▶ _Exercise prompt_:
Copy out the records without any change, from the line containing "One point per instance of the white cloud, the" through the line containing "pixel 171 50", including both of those lines.
-------
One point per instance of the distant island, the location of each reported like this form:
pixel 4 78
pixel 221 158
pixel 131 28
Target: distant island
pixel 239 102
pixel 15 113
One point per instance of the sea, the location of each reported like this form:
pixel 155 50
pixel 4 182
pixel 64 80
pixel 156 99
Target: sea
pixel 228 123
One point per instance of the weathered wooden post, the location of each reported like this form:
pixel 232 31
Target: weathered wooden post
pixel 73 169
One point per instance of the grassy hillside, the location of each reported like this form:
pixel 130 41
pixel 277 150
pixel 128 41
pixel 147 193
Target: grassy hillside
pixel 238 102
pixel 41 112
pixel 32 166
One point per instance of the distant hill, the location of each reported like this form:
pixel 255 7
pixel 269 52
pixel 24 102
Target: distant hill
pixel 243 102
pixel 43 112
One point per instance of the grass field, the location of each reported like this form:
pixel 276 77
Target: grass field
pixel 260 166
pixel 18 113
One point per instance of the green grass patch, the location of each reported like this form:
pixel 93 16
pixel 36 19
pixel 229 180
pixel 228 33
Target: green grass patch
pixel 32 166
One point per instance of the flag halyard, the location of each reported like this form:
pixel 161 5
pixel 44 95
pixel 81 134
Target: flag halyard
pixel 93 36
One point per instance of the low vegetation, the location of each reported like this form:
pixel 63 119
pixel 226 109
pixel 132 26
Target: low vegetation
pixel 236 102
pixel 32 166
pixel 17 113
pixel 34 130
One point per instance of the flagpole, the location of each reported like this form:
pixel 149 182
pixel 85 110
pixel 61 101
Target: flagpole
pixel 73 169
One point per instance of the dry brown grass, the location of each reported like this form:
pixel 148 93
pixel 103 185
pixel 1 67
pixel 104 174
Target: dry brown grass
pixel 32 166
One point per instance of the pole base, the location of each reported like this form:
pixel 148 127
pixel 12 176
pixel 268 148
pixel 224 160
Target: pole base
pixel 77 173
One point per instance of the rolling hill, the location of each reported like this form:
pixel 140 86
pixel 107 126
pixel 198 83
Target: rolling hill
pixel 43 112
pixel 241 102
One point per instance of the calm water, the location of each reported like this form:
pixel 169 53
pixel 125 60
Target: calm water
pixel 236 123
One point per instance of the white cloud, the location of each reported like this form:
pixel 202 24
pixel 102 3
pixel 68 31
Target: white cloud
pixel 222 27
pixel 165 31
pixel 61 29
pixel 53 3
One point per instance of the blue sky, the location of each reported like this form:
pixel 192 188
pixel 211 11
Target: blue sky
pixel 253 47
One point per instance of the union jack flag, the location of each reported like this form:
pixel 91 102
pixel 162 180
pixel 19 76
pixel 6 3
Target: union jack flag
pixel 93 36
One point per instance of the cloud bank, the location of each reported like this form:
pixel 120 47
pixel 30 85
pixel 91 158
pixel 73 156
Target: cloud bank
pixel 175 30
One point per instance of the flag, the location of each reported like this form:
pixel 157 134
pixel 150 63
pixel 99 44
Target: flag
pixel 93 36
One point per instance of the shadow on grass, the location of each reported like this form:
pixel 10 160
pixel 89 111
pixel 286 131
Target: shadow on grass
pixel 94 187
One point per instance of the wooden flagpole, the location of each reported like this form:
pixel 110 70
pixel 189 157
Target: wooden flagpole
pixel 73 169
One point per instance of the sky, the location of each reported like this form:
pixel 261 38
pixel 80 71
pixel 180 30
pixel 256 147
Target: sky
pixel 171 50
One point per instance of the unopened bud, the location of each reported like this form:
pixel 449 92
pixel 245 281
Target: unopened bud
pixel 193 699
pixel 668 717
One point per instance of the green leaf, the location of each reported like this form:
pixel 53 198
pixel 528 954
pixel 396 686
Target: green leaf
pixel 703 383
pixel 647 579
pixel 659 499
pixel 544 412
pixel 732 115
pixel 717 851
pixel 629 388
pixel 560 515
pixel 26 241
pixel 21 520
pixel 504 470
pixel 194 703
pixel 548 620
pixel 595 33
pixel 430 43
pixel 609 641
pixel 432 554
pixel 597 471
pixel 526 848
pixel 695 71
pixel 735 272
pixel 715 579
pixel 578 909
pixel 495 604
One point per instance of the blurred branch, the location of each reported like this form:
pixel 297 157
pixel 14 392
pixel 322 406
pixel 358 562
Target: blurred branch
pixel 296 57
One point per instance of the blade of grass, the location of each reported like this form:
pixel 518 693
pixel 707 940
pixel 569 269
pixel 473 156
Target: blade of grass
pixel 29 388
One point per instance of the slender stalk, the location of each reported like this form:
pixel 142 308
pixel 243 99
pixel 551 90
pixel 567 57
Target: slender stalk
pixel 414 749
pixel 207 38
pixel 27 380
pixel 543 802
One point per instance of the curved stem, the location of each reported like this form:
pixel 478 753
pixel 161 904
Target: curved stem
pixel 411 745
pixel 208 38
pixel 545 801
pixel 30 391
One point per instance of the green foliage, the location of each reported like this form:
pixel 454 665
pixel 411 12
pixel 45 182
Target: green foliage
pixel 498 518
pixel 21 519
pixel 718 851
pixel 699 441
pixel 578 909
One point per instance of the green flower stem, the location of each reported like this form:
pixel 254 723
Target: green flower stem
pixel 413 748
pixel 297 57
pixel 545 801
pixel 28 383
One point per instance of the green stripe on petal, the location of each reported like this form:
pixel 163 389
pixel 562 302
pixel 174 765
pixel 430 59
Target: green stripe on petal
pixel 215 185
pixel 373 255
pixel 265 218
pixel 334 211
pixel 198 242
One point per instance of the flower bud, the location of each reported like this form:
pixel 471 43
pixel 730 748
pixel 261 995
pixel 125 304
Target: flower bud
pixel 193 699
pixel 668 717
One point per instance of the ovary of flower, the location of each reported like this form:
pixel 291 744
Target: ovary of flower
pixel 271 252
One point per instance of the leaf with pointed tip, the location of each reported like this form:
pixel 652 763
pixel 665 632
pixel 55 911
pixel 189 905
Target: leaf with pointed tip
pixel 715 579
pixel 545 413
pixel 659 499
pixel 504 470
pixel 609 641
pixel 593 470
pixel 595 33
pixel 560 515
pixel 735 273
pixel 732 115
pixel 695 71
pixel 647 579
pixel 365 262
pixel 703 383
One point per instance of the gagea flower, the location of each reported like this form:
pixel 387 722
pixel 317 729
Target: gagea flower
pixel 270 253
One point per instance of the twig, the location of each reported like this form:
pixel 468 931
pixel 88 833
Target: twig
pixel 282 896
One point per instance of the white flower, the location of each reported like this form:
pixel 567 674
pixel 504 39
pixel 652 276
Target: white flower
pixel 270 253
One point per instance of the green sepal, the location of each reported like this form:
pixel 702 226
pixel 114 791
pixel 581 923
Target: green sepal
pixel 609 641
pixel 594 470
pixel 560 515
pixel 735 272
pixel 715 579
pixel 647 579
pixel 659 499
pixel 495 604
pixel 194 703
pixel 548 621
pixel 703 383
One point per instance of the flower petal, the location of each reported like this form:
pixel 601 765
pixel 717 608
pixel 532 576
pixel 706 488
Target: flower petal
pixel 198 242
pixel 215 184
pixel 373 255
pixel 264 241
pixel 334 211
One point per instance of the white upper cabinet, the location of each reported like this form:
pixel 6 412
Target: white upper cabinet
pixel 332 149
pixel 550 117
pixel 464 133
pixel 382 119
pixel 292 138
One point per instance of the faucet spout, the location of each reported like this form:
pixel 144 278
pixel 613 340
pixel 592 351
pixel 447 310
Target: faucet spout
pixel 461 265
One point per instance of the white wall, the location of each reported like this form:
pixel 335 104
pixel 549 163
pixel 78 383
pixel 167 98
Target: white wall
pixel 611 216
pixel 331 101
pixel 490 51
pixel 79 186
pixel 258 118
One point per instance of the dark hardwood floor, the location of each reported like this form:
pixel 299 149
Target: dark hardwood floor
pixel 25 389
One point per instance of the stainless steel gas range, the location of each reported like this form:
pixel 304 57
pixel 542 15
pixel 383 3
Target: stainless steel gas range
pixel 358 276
-------
▶ _Task solution_:
One point per instance of the white cloud, the location of each reported like this form:
pixel 202 24
pixel 102 3
pixel 68 31
Target: white cloud
pixel 222 27
pixel 165 31
pixel 61 29
pixel 53 3
One point per instance of the blue sky, the location of each reported like this form:
pixel 192 188
pixel 211 11
Target: blue sky
pixel 253 47
One point per instance of the union jack flag, the location of each reported like this form:
pixel 91 102
pixel 162 180
pixel 19 76
pixel 6 3
Target: union jack flag
pixel 93 36
One point per instance of the cloud bank, the location of each reported like this form:
pixel 120 47
pixel 30 85
pixel 91 158
pixel 73 156
Target: cloud bank
pixel 175 30
One point per instance of the flag, the location of each reported like this form:
pixel 157 134
pixel 150 63
pixel 99 44
Target: flag
pixel 93 36
One point per instance of the shadow on grass, the location of each reported like this form:
pixel 10 160
pixel 89 111
pixel 286 131
Target: shadow on grass
pixel 94 187
One point per instance of the wooden flagpole, the location of each reported like this form:
pixel 110 70
pixel 189 157
Target: wooden flagpole
pixel 73 169
One point per instance of the sky, the location of each reported like this form:
pixel 261 38
pixel 80 71
pixel 180 30
pixel 256 147
Target: sky
pixel 171 50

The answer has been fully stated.